> _Required action_: Reproduce the passage of the text on the Covert Human Intelligence Sources Bill that runs from "Government legislation protects" to "for national security.".

> _Text block_:
Government legislation protects national security capability to fight serious crime
Undercover operatives and agents play a crucial role in preventing and safeguarding victims from the most serious crimes, including terrorism. In order to gain the trust of those under investigation, there are occasions where they need to participate in criminality themselves. This is a long-standing capability which remains critical for national security.
The Covert Human Intelligence Sources Bill provides certainty to public authorities already using this critical capability and confirms a common set of safeguards by which they are bound, including compliance with Human Rights.
Debt of gratitude
Security Minister James Brokenshire said: “We owe a huge debt of gratitude to the men and women who put themselves in often dangerous situations in order to protect our national security and keep the public safe. In the course of this vital work, it may be necessary for agents to participate in criminal activity in order to gain the trust of those under investigation. This is a critical capability and subject to robust and independent oversight. It’s important that those with a responsibility to protect the public can continue this work, knowing that they’re on a sound legal footing to do so.”
Ken McCallum, director general of MI5, stated: “Throughout MI5’s history, human agents have played a critical role in helping to protect the UK from terrorist threats and hostile activity by states. Since March 2017, MI5 and Counter-Terrorism Policing have together thwarted 27 terror attacks. Without the contribution of human agents, be in no doubt that many of these attacks would not have been prevented. In some situations, it’s both necessary and proportionate to authorise agents to be involved in some managed level of criminal activity in order to win or maintain the trust of those intent on harming the UK and gain the critical information needed to save lives.
This power, carefully used and independently overseen, is vital such that we can continue to meet our duty to keep the public safe.”
DAC Graham McNulty, Covert Human Intelligence Sources lead at the National Police Chiefs’ Council, explained: “We welcome the creation of an express power which will ensure policing can continue to deploy this vital tactic against the most harmful offenders. From terrorists to violent gangs and organised criminals who seek to harm the most vulnerable in society, this Government Bill will help us to disrupt their activities and keep our communities safe.”

(Saved data entries)

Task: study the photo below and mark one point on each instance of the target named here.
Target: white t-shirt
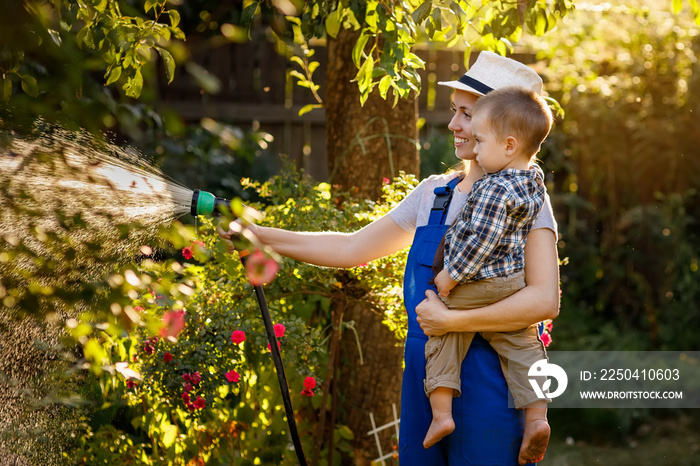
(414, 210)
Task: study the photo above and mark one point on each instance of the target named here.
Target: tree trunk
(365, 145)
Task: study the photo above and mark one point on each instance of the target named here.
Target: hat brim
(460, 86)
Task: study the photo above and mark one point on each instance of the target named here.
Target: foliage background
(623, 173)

---

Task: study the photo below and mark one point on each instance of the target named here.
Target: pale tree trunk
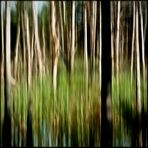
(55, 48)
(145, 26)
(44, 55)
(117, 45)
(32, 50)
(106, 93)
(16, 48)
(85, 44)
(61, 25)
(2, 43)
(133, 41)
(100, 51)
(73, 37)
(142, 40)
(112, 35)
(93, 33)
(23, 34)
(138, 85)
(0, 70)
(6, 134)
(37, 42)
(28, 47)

---

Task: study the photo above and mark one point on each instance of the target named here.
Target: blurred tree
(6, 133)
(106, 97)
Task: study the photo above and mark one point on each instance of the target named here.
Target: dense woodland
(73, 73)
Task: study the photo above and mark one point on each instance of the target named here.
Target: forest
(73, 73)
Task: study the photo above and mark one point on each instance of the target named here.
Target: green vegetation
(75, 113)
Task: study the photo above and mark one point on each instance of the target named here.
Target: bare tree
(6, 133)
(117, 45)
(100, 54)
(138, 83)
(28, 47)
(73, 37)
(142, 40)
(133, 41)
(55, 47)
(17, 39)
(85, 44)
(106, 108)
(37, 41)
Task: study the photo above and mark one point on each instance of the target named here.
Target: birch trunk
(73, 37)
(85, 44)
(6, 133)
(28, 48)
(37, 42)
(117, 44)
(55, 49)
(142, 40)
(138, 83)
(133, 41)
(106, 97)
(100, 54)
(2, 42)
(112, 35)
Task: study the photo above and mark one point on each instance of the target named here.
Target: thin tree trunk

> _Answer section_:
Government legislation protects national security capability to fight serious crime
Undercover operatives and agents play a crucial role in preventing and safeguarding victims from the most serious crimes, including terrorism. In order to gain the trust of those under investigation, there are occasions where they need to participate in criminality themselves. This is a long-standing capability which remains critical for national security.